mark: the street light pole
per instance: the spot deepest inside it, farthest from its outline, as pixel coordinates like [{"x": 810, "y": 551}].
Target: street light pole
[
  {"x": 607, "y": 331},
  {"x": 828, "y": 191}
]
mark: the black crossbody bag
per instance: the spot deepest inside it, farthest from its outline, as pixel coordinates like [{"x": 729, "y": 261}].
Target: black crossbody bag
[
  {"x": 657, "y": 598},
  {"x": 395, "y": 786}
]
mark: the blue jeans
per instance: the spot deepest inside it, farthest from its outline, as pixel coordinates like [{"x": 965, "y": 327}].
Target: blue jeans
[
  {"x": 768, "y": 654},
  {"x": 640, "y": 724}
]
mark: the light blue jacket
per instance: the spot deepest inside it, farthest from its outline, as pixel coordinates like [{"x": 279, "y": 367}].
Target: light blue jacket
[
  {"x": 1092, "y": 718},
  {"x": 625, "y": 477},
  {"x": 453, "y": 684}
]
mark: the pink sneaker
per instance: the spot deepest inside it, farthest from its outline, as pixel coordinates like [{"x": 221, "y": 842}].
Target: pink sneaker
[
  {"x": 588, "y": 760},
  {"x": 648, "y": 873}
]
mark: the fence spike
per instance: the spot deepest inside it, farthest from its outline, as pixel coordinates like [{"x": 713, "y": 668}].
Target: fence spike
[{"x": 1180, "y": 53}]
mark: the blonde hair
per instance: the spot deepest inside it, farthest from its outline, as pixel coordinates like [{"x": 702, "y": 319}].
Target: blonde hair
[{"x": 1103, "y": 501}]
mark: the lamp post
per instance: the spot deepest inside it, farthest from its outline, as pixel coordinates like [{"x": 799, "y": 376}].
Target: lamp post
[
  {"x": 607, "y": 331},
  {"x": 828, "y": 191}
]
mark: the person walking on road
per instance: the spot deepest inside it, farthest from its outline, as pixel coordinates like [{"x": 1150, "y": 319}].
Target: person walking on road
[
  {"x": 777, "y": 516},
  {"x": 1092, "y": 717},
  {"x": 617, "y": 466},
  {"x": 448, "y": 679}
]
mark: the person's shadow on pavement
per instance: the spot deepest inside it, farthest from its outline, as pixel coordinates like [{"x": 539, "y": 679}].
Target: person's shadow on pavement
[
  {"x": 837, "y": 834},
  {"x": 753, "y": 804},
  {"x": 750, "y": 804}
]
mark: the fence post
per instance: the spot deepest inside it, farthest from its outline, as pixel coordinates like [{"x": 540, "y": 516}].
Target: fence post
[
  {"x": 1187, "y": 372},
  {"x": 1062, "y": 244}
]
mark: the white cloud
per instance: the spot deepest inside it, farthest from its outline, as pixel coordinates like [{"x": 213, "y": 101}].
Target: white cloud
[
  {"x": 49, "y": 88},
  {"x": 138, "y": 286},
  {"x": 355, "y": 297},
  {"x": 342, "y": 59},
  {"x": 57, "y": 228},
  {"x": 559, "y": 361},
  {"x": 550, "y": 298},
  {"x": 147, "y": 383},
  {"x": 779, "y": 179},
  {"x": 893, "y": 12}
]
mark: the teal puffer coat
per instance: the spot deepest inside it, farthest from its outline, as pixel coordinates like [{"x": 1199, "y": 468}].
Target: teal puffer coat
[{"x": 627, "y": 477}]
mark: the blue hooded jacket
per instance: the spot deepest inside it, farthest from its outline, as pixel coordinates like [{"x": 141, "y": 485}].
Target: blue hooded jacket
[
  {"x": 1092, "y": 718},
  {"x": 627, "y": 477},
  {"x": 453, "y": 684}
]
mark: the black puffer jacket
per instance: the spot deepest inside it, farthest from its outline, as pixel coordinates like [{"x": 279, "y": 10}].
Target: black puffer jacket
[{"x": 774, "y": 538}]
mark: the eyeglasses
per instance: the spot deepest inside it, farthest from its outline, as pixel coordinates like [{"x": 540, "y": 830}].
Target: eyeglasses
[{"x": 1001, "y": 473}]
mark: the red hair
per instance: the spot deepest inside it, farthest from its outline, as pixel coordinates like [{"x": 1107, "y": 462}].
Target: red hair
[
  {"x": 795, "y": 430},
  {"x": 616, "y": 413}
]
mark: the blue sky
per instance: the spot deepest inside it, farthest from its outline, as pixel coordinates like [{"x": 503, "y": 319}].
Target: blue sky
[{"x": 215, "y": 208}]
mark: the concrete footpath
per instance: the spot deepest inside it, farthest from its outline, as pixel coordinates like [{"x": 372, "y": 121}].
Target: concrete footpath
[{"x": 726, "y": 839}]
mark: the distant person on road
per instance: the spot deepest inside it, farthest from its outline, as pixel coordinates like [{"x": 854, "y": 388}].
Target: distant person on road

* * *

### Problem requirements:
Leaving each word as it is, reproduce all the material.

### Response to this task:
mark: the street light pole
per instance: the spot deepest inside it, farthest from its outline, as pixel coordinates like [{"x": 810, "y": 551}].
Target: street light pole
[
  {"x": 607, "y": 331},
  {"x": 828, "y": 191}
]
mark: the black crossbody bag
per instance: the spot deepest inside it, farthest from its outline, as pixel coordinates like [{"x": 729, "y": 261}].
Target: black crossbody bag
[
  {"x": 657, "y": 598},
  {"x": 395, "y": 786}
]
mark: the blue jeans
per instance: the spot deepest inside it, farthest from its outline, as pixel coordinates like [{"x": 965, "y": 327}].
Target: blue jeans
[
  {"x": 768, "y": 654},
  {"x": 640, "y": 724}
]
mark: the light blue jacket
per instance: the spot deepest inside it, farthest from its outline, as pixel coordinates like [{"x": 279, "y": 367}].
Target: light blue jacket
[
  {"x": 1092, "y": 718},
  {"x": 625, "y": 477},
  {"x": 453, "y": 684}
]
mark: the pink sneaker
per instance: the spot deepest inside it, farthest from its outline, as pixel coordinates like [{"x": 221, "y": 842}].
Target: pink sneaker
[
  {"x": 588, "y": 760},
  {"x": 648, "y": 873}
]
mark: the fence spike
per instance: the spot deepest inside it, farthest from its outline, as pixel coordinates like [{"x": 713, "y": 668}].
Target: fence spike
[{"x": 1180, "y": 53}]
mark: the blonde hair
per instance: the spot deepest inside it, farthest from its outline, as pixel coordinates like [{"x": 702, "y": 319}].
Target: blonde hair
[{"x": 1103, "y": 501}]
mark: the lamp post
per instance: the spot deepest inside it, farthest from its outline, as pixel coordinates like [{"x": 799, "y": 376}].
Target: lamp post
[
  {"x": 607, "y": 331},
  {"x": 828, "y": 191}
]
mark: the person walking on road
per instance: the spot deepest inside it, farthest from its outline, as pixel coordinates like [{"x": 1150, "y": 319}].
Target: person walking on road
[
  {"x": 777, "y": 516},
  {"x": 1092, "y": 717},
  {"x": 617, "y": 466},
  {"x": 448, "y": 679}
]
mark: the person's shadow on pavement
per instance: the spot deepest inside it, farthest from its outline, as pixel coordinates like [{"x": 539, "y": 679}].
Target: person's shadow on pavement
[
  {"x": 837, "y": 834},
  {"x": 753, "y": 804},
  {"x": 750, "y": 804}
]
mark: the fence post
per instance: the spot deepest inside it, farthest from its outline, as pixel coordinates like [{"x": 540, "y": 516}].
Target: fence post
[
  {"x": 1187, "y": 372},
  {"x": 1062, "y": 244}
]
mark: the white cloud
per instance: the spot deepest inside it, farthest from its outline, as pixel coordinates like [{"x": 213, "y": 101}].
Target: white cloud
[
  {"x": 49, "y": 88},
  {"x": 138, "y": 286},
  {"x": 355, "y": 297},
  {"x": 342, "y": 59},
  {"x": 57, "y": 228},
  {"x": 559, "y": 361},
  {"x": 550, "y": 298},
  {"x": 147, "y": 383},
  {"x": 779, "y": 179},
  {"x": 893, "y": 12}
]
mark: the teal puffer coat
per instance: the spot deepest inside it, farthest from its outline, as pixel coordinates like [{"x": 1199, "y": 468}].
Target: teal puffer coat
[{"x": 627, "y": 477}]
mark: the blue hooded jacket
per instance: the spot deepest inside it, farthest from its outline, as pixel coordinates like [{"x": 141, "y": 485}].
Target: blue hooded jacket
[
  {"x": 1092, "y": 718},
  {"x": 627, "y": 477},
  {"x": 453, "y": 684}
]
mark: the black puffer jacket
per instance: the spot deepest inside it, farthest from its outline, as pixel coordinates like [{"x": 279, "y": 10}].
Target: black puffer jacket
[{"x": 774, "y": 538}]
mark: the eyeglasses
per instance: the spot deepest inside it, farthest from its outline, as pixel coordinates like [{"x": 540, "y": 830}].
Target: eyeglasses
[{"x": 1001, "y": 473}]
mark: the red hair
per instance: the spot deepest inside it, farthest from its outline, as pixel coordinates like [{"x": 1107, "y": 462}].
Target: red hair
[
  {"x": 795, "y": 430},
  {"x": 616, "y": 413}
]
mark: the blue sky
per instance: the spot deepest inside it, farthest from its outline, as pixel coordinates like [{"x": 503, "y": 319}].
Target: blue sky
[{"x": 215, "y": 208}]
mark: the concrete footpath
per instance: the spot deepest inside it, farthest from its outline, as pixel coordinates like [{"x": 372, "y": 121}].
Target: concrete footpath
[{"x": 726, "y": 839}]
mark: the distant person on road
per instance: the spot deepest inside it, farthest from its outline, as pixel coordinates like [{"x": 854, "y": 388}].
Target: distant person on road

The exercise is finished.